» **Brano fornito**
● ● ●
Nel 1841 il bolognese Gaetano Giordani diede alle stampe un'inedita lettera di Ugo Boncompagni. La missiva, che il Boncompagni indirizzò al giurista umbro Fabio Arca (residente in Baviera), racconta delle feste per l'incoronazione di Carlo V ad imperatore nel 1530 a Bologna. La descrizione fornisce un ragguaglio sia della cerimonia vera e propria, presieduta dal papa Clemente VII, che dei festeggiamenti a corte, ai quali convenne la nobiltà di tutta Europa. La cerimonia, sfarzosa ma rigidamente codificata e dalle forme altamente simboliche e l'apparato grandioso delle feste (con sfilate, giostre, tornei equestri, musiche e danze) hanno una sicura valenza spettacolare.
Il Giordani, in una nota alla lettera, annuncia di aver pronto anche un altro scritto, relativo ai «trionfali ingressi nella città di Bologna del sommo Pontefice, e dello eletto Imperatore: si descriveranno le cerimonie fattesi all'incoronamento di questo, la pomposa cavalcata loro, col corteggio de' Duchi, Principi e Signori, i quali intervennero a rendere vieppiù magnifica e splendida quella celebratissima solennità; le altre feste che si fecero, e li diversi lavori di belle arti eseguiti in tale circostanza». Quel secondo volume, ben più ricco di dettagli, venne edito l'anno seguente.
Ugo Boncompagni era nato a Bologna nel 1502; aveva studiato giurisprudenza sotto la guida di rinomati giureconsulti, avviandosi a una luminosa carriera in ambito ecclesiastico. Carriera che gli permise di avere tra i suoi discepoli il futuro cardinale Carlo Borromeo e anche un giovanissimo Alessandro Farnese, passato poi alla storia con l'appellativo di "Gran Cardinale". Chiamato a Roma fu insignito di varie cariche: Pio IV nel 1565 lo fece cardinale; il 13 maggio 1572 il conclave lo creò papa, con il nome di Gregorio XIII.
Sicuramente fu uomo colto; accordò la sua protezione a tanti artisti e letterati (ma non agli attori, che anzi nel 1572 scacciò dai territori papali, permettendo recite alle sole Accademie e Confraternite); promosse la riforma del calendario, che infatti è detto "gregoriano"; ma non trascurò gli "affetti familiari". Negli anni del pontificato di Gregorio XIII, si svolse anche la vita (e la carriera) di Isabella Andreini. Costei fu una celeberrima attrice teatrale della Commedia dell'arte, moglie dell'altrettanto famoso Francesco Andreini. Di origine padovana, insieme al consorte recitò nella compagnia bolognese dei "Comici Gelosi", giungendo ad un'elevatissima professionalità, tanto da poter recitare davanti alle corti di mezza Europa.
● ● ●
» **Righe di dati**

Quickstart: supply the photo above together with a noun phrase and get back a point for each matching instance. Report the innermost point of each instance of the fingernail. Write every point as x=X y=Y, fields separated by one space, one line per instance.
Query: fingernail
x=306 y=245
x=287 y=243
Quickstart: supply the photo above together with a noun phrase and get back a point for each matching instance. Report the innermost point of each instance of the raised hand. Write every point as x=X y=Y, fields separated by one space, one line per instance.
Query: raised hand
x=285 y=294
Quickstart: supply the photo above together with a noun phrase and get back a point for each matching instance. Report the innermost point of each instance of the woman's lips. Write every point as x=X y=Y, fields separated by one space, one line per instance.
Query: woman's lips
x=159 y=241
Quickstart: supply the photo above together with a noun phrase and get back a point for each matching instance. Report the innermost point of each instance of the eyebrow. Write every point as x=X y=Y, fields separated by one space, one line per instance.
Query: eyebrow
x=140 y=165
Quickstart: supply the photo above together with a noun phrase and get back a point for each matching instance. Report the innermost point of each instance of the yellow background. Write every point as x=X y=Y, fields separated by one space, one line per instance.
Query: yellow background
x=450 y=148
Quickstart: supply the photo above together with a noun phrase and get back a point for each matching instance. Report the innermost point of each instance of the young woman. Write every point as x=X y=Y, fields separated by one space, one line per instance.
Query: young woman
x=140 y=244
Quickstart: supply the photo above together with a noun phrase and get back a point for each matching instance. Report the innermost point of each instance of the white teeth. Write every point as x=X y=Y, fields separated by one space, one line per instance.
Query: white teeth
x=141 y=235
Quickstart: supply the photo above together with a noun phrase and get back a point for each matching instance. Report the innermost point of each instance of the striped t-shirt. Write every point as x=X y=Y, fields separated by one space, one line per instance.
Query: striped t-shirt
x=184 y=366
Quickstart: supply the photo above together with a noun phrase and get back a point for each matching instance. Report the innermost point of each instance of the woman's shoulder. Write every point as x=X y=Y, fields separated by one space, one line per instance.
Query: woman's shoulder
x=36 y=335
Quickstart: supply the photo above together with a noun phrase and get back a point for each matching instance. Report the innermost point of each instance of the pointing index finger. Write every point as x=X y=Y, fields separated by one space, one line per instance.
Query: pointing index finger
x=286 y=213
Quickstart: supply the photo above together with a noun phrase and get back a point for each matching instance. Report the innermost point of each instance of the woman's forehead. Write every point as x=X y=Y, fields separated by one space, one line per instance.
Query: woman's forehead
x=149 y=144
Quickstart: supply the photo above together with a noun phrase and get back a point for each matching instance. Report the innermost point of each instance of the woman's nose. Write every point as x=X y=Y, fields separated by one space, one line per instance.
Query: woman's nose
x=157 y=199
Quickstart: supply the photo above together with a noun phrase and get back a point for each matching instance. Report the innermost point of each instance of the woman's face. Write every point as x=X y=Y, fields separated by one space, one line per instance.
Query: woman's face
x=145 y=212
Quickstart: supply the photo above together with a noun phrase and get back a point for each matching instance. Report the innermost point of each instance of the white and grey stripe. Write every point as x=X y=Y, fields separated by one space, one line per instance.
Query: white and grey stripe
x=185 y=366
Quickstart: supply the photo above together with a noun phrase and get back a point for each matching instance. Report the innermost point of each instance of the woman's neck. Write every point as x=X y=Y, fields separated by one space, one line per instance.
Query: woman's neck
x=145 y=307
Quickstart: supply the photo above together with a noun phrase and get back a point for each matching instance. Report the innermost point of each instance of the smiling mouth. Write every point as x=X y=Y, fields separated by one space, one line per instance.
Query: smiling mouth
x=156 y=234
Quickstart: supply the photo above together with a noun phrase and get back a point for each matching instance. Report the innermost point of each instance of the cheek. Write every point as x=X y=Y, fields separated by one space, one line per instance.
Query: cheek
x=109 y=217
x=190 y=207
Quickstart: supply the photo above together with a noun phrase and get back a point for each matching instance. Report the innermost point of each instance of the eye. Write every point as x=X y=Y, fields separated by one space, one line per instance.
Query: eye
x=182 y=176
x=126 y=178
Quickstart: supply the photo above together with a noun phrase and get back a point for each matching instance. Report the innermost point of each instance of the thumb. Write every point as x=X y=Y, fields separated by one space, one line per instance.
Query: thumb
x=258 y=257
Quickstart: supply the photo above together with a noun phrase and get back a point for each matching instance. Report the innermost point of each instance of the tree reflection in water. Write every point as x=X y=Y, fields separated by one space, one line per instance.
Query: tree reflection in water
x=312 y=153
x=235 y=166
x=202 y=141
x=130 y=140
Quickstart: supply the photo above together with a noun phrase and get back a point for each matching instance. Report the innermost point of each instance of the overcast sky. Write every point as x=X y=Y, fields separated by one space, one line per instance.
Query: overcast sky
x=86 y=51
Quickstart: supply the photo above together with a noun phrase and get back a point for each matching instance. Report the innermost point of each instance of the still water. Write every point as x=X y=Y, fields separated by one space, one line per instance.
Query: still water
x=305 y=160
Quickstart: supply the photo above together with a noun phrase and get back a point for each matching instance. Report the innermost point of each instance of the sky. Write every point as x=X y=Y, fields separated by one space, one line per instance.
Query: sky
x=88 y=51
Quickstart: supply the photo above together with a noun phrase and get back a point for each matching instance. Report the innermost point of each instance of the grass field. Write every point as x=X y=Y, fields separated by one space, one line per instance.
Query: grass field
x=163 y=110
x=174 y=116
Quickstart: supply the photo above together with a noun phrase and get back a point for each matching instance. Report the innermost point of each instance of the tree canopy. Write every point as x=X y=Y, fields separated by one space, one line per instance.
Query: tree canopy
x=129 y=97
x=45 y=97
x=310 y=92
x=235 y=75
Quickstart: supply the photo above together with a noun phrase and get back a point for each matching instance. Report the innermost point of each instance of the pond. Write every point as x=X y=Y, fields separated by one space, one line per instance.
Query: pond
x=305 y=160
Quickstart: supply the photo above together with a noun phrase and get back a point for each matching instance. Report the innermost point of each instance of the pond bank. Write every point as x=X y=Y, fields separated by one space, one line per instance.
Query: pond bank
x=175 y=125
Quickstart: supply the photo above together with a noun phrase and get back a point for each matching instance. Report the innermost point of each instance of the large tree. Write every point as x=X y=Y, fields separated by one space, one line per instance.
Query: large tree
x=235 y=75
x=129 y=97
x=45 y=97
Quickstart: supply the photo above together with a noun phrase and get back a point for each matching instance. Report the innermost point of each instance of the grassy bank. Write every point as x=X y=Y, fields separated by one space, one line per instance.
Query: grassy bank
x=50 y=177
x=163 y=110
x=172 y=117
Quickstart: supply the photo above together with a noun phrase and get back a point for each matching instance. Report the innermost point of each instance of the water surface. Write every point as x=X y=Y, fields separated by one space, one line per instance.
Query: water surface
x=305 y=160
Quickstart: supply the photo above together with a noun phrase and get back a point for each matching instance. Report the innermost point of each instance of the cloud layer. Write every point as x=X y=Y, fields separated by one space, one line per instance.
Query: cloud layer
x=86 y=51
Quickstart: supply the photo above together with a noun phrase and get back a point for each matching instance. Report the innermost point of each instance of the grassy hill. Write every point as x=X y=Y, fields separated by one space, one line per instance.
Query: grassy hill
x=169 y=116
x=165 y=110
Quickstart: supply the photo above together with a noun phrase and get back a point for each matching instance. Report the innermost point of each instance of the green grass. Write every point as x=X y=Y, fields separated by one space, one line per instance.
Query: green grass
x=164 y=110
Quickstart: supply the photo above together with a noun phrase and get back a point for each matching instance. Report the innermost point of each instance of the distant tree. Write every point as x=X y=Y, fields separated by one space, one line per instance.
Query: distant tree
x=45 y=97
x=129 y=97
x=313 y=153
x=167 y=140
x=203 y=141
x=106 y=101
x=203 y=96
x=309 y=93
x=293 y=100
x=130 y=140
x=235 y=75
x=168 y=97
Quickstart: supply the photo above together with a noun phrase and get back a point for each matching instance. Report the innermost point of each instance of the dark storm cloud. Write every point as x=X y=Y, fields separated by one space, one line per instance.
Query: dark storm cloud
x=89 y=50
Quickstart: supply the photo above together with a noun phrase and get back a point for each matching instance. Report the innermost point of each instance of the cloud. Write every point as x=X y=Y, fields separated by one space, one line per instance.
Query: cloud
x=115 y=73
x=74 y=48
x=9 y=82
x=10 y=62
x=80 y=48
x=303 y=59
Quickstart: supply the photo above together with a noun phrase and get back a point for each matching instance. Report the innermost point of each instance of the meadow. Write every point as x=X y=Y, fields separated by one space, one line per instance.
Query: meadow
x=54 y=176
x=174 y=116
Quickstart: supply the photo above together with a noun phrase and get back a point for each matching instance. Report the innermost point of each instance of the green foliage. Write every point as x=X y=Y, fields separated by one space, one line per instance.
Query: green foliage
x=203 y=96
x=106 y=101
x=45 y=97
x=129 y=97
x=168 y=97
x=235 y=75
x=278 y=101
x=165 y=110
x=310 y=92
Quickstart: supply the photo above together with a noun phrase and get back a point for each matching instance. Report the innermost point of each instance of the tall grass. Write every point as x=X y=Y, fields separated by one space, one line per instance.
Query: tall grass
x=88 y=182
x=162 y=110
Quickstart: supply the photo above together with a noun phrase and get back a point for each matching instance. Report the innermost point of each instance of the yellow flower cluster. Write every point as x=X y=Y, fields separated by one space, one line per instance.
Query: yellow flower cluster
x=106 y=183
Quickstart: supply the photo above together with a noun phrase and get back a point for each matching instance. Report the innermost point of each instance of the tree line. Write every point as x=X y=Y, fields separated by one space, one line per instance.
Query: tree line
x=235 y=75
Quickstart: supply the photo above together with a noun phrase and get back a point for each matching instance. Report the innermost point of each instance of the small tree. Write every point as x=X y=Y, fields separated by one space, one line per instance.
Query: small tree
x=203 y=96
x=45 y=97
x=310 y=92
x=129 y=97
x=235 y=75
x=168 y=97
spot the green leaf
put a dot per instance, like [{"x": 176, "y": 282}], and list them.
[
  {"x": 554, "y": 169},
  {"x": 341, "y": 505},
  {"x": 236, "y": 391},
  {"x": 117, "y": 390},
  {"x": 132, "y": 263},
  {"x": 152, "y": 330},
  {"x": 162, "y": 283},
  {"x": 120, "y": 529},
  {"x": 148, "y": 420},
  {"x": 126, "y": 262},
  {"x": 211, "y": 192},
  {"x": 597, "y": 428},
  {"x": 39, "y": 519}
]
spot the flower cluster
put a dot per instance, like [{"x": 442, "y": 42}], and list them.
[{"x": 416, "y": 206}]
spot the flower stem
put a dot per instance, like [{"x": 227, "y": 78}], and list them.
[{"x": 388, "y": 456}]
● ● ●
» **Cosa si chiede**
• a. Secondo il brano su Ugo Boncompagni, in che anno Pio IV lo nominò cardinale?
• b. Nel brano su Ugo Boncompagni, quali divertimenti compaiono tra parentesi nella descrizione dell'apparato delle feste per l'incoronazione? Elencali tutti.
• c. Trascrivi dal brano su Ugo Boncompagni il passo che comincia con "Sicuramente fu uomo" e prosegue fino a "di mezza Europa.".
Per questo lavoro i dati non servono a niente.

» **Soluzioni per compito**
• a. Nel 1565.

• b. Sfilate, giostre, tornei equestri, musiche, danze.

• c.
Sicuramente fu uomo colto; accordò la sua protezione a tanti artisti e letterati (ma non agli attori, che anzi nel 1572 scacciò dai territori papali, permettendo recite alle sole Accademie e Confraternite); promosse la riforma del calendario, che infatti è detto "gregoriano"; ma non trascurò gli "affetti familiari". Negli anni del pontificato di Gregorio XIII, si svolse anche la vita (e la carriera) di Isabella Andreini. Costei fu una celeberrima attrice teatrale della Commedia dell'arte, moglie dell'altrettanto famoso Francesco Andreini. Di origine padovana, insieme al consorte recitò nella compagnia bolognese dei "Comici Gelosi", giungendo ad un'elevatissima professionalità, tanto da poter recitare davanti alle corti di mezza Europa.